Text passage:
● ● ●

We’re in the midst of data processing for the 2020 Census. As Acting Census Bureau Director Ron Jarmin acknowledged in a recent blog, we’ve discovered some “anomalies” along the way that we’re looking into and resolving.
Today, I’d like to unpack what that means. The word “anomaly” can sound alarming. In fact, the scientific advisory group JASON recently recommended that we consider avoiding the word because of the unwarranted alarm it causes, especially when used without context.
Instead of potentially causing confusion by introducing another word, this blog endeavors to explain this technical term and provide the needed context.
“Anomaly” just means that we’ve found something in our quality review process that doesn’t look quite right. Anomalies found in processing are not errors in the census, but they can turn into errors if we don’t review and resolve them. It’s a feature of our quality check process to find them, and it gives us the opportunity to fix any issues we confirm.
No matter what they are called, these anomalies are a signal that the quality checks on the census are working. Let’s dive deeper into what they are and how we are addressing them.
With an accurate census count as the primary goal, our subject matter experts meticulously go through the response data, comparing population totals against other data sources, such as the 2010 Census, the 2020 population estimates, and the American Community Survey. They also ensure that processing ran as designed. As we review the data, we look for outliers — numbers that don’t fit what we might reasonably expect.

● ● ●

Entries provided:
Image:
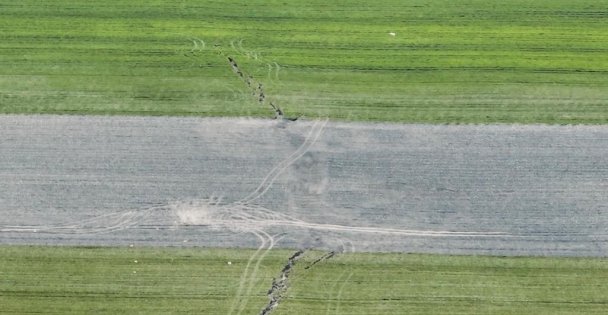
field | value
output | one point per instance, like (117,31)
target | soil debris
(279,286)
(257,90)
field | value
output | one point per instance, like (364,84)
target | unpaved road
(501,190)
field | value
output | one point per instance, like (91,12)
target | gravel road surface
(460,189)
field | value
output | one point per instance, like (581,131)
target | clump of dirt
(279,286)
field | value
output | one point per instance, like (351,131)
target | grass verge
(435,61)
(168,280)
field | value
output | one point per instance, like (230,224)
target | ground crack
(279,287)
(257,89)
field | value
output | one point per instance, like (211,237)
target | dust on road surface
(233,182)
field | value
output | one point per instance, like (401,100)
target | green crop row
(77,280)
(436,61)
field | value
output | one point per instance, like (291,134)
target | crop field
(436,157)
(410,61)
(61,280)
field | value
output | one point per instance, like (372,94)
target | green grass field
(467,61)
(76,280)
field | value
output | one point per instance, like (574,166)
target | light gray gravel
(498,189)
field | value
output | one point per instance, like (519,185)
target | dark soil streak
(257,89)
(279,287)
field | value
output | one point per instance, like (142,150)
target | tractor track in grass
(495,189)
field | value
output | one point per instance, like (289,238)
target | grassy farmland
(448,61)
(144,280)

● ● ●

Exercise tasks:
a) According to the census passage, which data sources do subject matter experts compare population totals against?
b) Duplicate part of the census passage word for word. Begin at the words "Today, I’d like" and stop after "used without context.".

Exercise solutions:
a) The 2010 Census, the 2020 population estimates, and the American Community Survey.

b)
Today, I’d like to unpack what that means. The word “anomaly” can sound alarming. In fact, the scientific advisory group JASON recently recommended that we consider avoiding the word because of the unwarranted alarm it causes, especially when used without context.